Output the entries below as a two-column CSV headed entry_text and answer, one row per entry, covering everything from the line containing "orange rock layer." down to the line containing "679,831,709,849", both lines included. Wrap each field in double quotes and turn any line breaks inside it into spaces.

- [Stored records]
--- START ---

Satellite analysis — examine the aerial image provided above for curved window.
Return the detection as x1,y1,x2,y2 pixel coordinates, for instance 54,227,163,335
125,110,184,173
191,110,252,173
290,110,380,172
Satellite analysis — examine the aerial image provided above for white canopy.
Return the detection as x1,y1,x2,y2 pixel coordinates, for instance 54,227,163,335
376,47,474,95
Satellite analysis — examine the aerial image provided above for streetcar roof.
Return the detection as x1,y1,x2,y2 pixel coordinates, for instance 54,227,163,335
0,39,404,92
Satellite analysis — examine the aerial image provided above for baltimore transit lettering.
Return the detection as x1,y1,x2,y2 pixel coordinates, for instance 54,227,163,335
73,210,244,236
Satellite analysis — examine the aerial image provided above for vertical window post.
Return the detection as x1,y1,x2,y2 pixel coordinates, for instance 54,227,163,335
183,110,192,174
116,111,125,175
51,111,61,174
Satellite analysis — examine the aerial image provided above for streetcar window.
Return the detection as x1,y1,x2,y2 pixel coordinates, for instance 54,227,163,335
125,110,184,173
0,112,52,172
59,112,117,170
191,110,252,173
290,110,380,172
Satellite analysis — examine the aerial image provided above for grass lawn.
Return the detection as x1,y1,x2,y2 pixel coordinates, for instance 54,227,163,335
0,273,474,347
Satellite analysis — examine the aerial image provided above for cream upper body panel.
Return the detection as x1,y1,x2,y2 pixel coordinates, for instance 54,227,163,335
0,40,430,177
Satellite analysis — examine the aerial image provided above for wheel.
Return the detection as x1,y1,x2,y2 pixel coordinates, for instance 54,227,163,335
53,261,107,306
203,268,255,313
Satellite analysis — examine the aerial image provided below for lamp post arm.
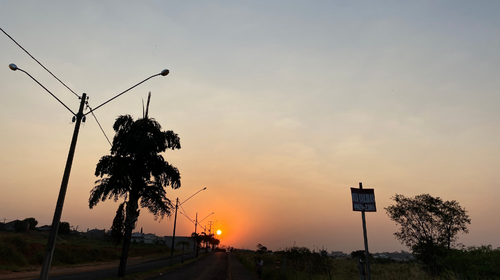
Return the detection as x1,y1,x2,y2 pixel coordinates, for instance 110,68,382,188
16,68,76,116
198,212,215,224
85,70,168,115
179,187,207,206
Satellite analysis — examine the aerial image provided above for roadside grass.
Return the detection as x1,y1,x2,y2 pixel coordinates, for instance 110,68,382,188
236,252,500,280
0,231,174,272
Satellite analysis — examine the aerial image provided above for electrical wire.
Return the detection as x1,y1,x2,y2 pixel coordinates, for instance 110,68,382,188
0,27,81,99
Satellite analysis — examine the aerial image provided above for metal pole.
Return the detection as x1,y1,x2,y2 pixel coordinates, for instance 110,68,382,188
194,212,198,257
170,198,180,266
40,93,87,280
359,182,372,280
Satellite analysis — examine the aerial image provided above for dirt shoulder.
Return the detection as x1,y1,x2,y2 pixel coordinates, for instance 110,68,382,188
0,255,166,280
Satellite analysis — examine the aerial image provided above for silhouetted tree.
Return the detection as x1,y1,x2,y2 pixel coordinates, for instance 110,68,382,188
385,194,470,273
89,98,181,277
57,222,71,234
14,220,29,232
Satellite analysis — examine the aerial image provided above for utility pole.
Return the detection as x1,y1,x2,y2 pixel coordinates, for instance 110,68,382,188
40,93,87,280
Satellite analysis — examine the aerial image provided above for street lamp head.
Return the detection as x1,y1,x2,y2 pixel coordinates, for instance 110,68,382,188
160,69,170,76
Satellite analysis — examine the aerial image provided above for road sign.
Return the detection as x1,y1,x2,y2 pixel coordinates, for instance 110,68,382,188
351,188,377,212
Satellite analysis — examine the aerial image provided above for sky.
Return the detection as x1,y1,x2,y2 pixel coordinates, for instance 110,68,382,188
0,0,500,253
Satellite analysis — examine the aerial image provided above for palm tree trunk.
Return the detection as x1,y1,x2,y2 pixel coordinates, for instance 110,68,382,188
118,195,139,277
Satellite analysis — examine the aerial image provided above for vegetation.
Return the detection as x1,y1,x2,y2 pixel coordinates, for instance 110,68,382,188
23,217,38,230
233,246,500,280
0,231,170,271
385,194,470,275
89,97,181,277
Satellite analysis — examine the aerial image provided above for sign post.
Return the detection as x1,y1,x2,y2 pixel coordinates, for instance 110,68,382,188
351,182,377,280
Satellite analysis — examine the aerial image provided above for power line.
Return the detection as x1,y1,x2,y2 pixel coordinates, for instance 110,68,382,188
0,27,81,99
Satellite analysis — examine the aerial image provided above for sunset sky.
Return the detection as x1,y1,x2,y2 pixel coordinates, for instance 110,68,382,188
0,0,500,253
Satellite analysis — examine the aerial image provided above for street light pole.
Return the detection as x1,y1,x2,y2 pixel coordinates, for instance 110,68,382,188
40,93,87,279
170,187,207,266
9,63,170,280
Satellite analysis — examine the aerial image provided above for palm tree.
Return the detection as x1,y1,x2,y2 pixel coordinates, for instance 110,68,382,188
89,97,181,277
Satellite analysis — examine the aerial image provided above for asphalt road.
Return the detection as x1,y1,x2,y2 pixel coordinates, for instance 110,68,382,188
28,252,195,280
148,252,227,280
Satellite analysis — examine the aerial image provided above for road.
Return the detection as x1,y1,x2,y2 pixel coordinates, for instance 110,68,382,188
25,252,195,280
13,252,257,280
149,252,227,280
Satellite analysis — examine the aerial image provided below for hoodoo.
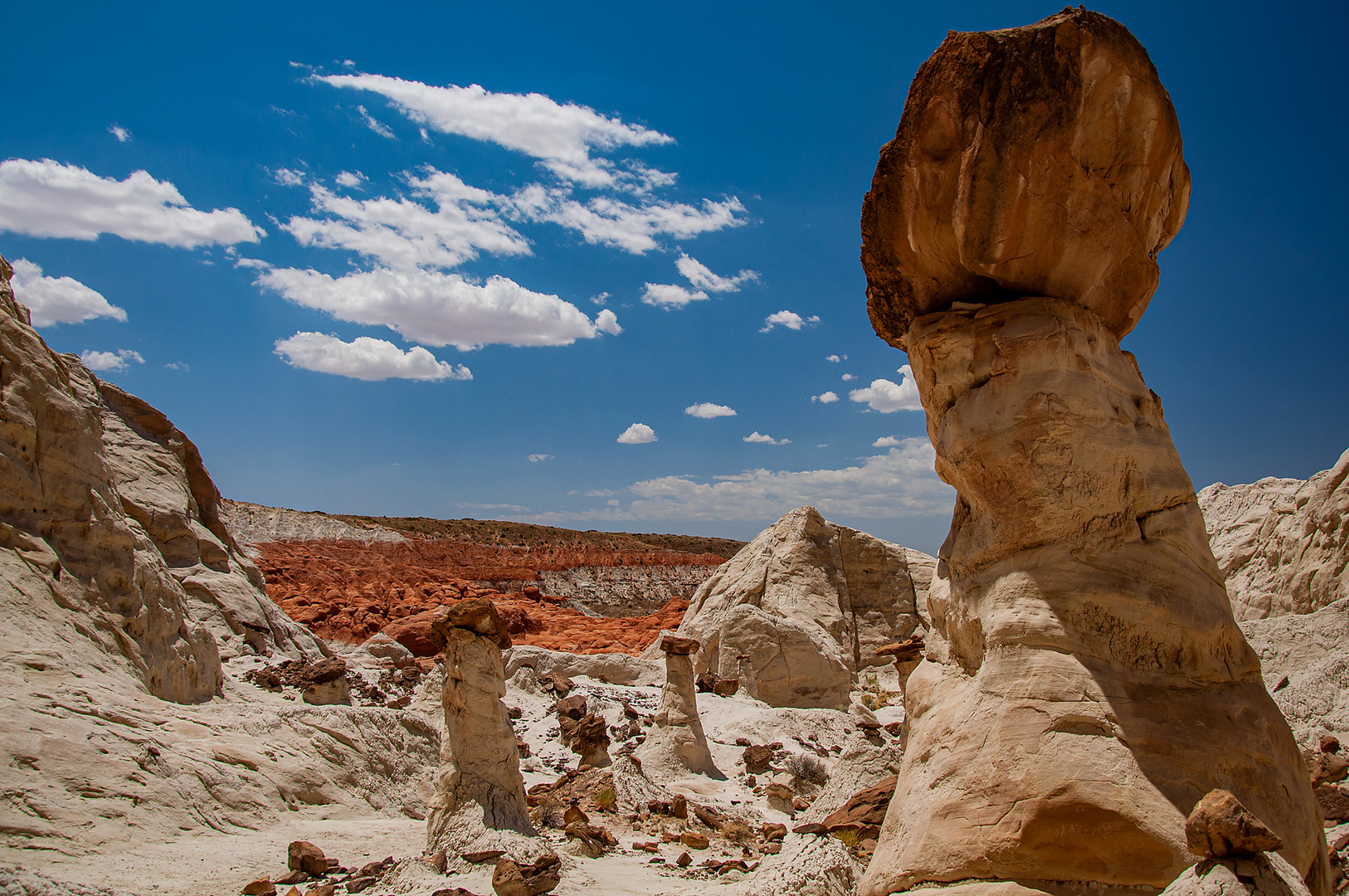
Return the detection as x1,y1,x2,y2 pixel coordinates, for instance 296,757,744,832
860,8,1329,896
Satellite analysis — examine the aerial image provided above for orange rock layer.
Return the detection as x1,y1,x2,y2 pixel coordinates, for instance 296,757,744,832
258,540,722,655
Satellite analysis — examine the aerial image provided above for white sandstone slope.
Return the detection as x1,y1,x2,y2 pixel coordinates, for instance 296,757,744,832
1200,450,1349,620
666,508,936,709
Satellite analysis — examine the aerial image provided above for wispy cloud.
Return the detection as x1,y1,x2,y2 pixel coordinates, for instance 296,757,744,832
0,159,265,248
684,401,735,420
759,310,821,334
80,348,146,373
674,252,758,293
11,258,127,327
528,439,955,523
618,424,655,446
317,74,673,187
258,267,622,351
275,332,474,382
847,364,923,414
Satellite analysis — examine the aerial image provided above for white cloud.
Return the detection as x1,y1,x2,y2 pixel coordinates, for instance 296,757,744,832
507,183,746,255
356,105,398,140
11,258,127,327
0,159,265,248
258,267,619,349
741,429,791,446
847,364,923,414
319,74,673,186
642,284,709,310
684,401,735,420
618,424,655,446
759,310,821,334
275,334,474,382
282,168,530,269
674,252,758,293
530,439,955,522
80,348,146,373
271,168,304,186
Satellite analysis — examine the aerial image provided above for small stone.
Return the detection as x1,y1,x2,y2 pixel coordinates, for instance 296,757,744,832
286,840,328,877
1185,791,1283,858
239,876,276,896
679,831,709,849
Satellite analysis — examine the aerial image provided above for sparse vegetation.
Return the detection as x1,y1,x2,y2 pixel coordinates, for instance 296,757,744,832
782,753,830,784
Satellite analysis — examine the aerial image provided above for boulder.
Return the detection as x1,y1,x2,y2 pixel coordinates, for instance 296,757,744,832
677,508,936,709
1200,450,1349,621
862,9,1190,339
858,8,1329,896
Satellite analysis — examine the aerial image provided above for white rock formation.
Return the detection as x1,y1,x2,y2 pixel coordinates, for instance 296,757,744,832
636,634,726,780
1200,450,1349,620
669,508,936,710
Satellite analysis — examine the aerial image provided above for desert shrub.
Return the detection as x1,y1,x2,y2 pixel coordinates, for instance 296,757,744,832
782,753,830,784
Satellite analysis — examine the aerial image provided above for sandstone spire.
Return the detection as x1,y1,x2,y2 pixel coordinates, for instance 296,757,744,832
636,634,726,778
426,598,533,850
860,8,1329,896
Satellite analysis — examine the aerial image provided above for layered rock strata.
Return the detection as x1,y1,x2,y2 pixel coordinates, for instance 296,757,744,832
860,8,1327,896
1200,450,1349,621
636,634,726,778
679,508,936,710
426,598,533,851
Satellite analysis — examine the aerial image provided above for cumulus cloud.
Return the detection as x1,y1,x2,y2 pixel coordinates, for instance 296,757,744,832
642,284,709,310
282,168,530,269
258,267,619,351
618,424,655,446
317,74,673,186
0,159,265,248
80,348,146,373
684,401,735,420
847,364,923,414
275,332,474,382
11,258,127,327
504,183,746,255
674,252,758,293
759,310,821,334
530,439,955,522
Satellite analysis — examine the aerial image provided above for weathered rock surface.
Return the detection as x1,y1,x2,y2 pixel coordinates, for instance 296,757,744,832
860,8,1329,896
1200,450,1349,620
862,9,1190,348
669,508,936,710
426,598,533,853
636,635,726,778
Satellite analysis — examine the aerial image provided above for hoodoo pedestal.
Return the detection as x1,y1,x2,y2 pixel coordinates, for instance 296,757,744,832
860,9,1329,896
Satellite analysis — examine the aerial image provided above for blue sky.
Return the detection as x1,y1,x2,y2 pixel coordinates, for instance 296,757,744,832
0,2,1349,551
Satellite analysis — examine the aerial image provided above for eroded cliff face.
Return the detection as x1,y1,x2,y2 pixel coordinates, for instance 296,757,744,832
860,8,1329,896
0,253,324,703
679,508,936,710
1200,450,1349,621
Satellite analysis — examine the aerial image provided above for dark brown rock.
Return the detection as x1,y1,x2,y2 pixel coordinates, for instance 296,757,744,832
1185,791,1283,858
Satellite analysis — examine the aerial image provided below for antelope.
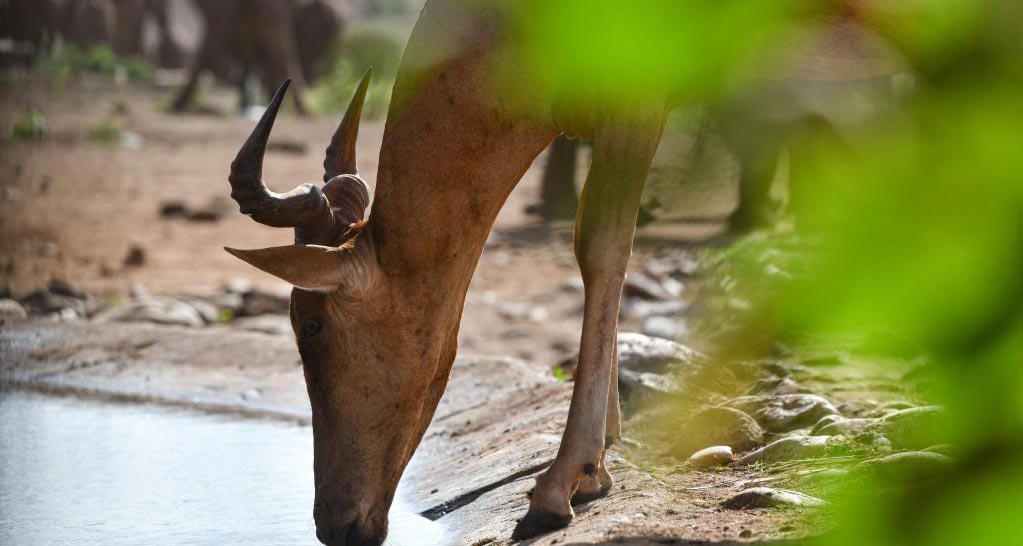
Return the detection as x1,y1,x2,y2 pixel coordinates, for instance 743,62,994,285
225,0,904,546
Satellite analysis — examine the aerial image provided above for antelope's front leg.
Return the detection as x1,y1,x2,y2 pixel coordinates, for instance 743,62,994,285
513,101,664,539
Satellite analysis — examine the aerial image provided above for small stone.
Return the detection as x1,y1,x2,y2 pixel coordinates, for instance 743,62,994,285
642,316,688,340
181,298,220,324
669,408,764,458
855,451,952,483
688,446,732,468
881,406,944,449
721,488,827,510
622,271,682,300
736,436,844,466
810,418,878,437
124,244,145,267
235,288,292,317
618,332,706,372
0,299,29,325
920,444,955,457
727,394,838,433
231,315,293,335
796,468,849,488
561,276,586,292
95,298,205,327
810,413,842,436
497,302,547,322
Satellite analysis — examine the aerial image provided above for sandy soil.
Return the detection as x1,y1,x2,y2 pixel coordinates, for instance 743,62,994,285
0,75,732,366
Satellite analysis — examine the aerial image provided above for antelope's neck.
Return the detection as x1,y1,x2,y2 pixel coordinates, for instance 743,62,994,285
369,0,554,302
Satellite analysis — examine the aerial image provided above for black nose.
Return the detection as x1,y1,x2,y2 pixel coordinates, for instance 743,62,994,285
316,519,387,546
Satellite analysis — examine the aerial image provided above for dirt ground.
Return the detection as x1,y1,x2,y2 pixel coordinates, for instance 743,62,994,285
0,74,941,546
0,75,727,366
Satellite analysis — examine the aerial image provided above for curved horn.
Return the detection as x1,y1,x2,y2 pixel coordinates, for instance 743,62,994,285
227,80,335,239
323,69,373,182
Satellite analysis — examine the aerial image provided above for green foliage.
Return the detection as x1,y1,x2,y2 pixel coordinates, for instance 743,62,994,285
309,31,401,120
504,0,1023,546
366,0,422,16
8,106,48,140
35,44,155,82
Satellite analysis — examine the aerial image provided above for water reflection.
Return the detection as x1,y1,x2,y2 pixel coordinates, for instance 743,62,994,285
0,391,446,546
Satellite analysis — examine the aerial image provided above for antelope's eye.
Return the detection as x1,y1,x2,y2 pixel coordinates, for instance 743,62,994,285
302,317,323,337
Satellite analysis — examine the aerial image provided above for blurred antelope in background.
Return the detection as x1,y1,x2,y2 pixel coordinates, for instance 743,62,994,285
227,0,904,546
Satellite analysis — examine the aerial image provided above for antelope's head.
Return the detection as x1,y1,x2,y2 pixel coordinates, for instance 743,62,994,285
226,74,440,546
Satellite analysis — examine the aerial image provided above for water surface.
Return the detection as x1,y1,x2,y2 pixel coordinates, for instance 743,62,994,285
0,391,448,546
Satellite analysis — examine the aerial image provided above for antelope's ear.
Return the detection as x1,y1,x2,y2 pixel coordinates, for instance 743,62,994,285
224,244,350,291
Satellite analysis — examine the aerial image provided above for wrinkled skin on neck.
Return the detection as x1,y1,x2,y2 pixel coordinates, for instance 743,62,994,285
292,263,455,545
229,3,555,546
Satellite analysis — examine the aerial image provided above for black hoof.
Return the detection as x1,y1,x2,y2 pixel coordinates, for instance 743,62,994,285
571,485,611,506
512,510,572,540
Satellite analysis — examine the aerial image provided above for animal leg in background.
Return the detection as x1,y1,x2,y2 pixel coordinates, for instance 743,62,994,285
513,98,666,539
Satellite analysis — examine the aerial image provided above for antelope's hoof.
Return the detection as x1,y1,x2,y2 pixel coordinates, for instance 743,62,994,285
512,509,572,540
572,484,614,506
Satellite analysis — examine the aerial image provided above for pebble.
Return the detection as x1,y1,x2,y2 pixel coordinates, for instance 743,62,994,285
95,298,205,327
854,451,952,483
881,406,944,449
231,315,293,335
642,316,688,340
669,407,764,458
688,446,732,468
618,332,706,372
727,394,838,433
0,299,29,325
810,417,878,437
736,436,845,466
497,302,548,322
721,488,827,510
622,271,682,300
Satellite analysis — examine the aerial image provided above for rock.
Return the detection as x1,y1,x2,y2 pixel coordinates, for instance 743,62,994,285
618,367,678,403
721,488,827,510
160,197,231,222
668,408,764,459
854,330,924,360
224,277,254,294
871,400,916,417
618,332,706,372
622,271,682,300
736,436,845,466
0,299,29,326
881,406,944,449
561,276,585,293
497,302,547,322
234,288,292,317
622,298,686,319
727,394,838,433
854,451,952,483
796,468,849,488
810,415,879,437
94,298,205,327
750,377,805,396
642,316,688,340
21,279,94,317
920,444,957,457
180,298,220,324
231,315,293,335
688,446,732,468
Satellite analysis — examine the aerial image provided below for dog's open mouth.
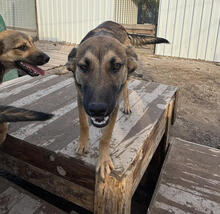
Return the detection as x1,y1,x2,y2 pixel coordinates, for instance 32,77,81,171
90,116,109,128
16,61,45,76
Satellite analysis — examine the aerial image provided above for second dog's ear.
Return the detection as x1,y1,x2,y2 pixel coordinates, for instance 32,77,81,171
126,46,138,75
66,48,77,72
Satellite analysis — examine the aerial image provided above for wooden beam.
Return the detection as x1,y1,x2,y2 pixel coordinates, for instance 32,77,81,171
0,151,94,211
0,135,95,191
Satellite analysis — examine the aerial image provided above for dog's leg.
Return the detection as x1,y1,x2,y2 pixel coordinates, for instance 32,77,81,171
0,123,8,144
96,106,119,180
76,95,89,155
123,80,131,114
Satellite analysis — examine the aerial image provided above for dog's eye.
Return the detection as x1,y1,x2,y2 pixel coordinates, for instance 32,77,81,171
112,63,122,73
78,65,89,73
16,45,28,51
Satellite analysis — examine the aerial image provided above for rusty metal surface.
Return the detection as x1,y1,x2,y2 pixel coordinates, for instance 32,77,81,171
148,138,220,214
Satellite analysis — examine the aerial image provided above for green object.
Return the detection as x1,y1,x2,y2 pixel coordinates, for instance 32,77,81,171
0,15,18,82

--- END ---

- [THE ANSWER]
entry_text,answer
"Satellite analysis — examine the aerial image provided above for orange rock layer. Return the detection as x1,y1,x2,y2 pixel coordinates, for instance 296,757,744,832","258,540,722,655"
"Satellite analysis — examine the aerial image provided above for white sandstone slope. Return the detection as x1,y1,x2,y2 pixel coordinates, for instance 296,757,744,832","1200,450,1349,620 666,508,936,709"
"Satellite analysis — examine the aerial image provided above for wispy cloud. Return the detection as x1,y1,x2,y2 pixel coordinates, for instance 296,757,744,832","0,159,265,248 684,401,735,420 759,310,821,334 80,348,146,373 674,252,758,293 11,258,127,327 528,439,955,523 618,424,655,446 317,74,673,187 258,267,622,351 275,332,474,382 847,364,923,414"
"Satellite analysis — examine the aerial image provided above for white cloud. Return the detection as x1,y1,x2,y2 pixel coordinates, for instance 296,757,744,832","507,183,746,255 356,105,398,140 11,258,127,327 0,159,265,248 258,267,619,349 741,429,791,446 847,364,923,414 319,74,673,186 642,284,709,310 684,401,735,420 618,424,655,446 759,310,821,334 275,334,474,382 282,168,530,269 674,252,758,293 530,439,955,522 80,348,146,373 271,168,304,186"
"Satellite analysis — examine the aerial image provided above for small stone. Return the detection as x1,y1,x2,y2 pixel coordinates, for instance 296,757,744,832","286,840,328,877 1185,791,1283,858 239,876,276,896 679,831,709,849"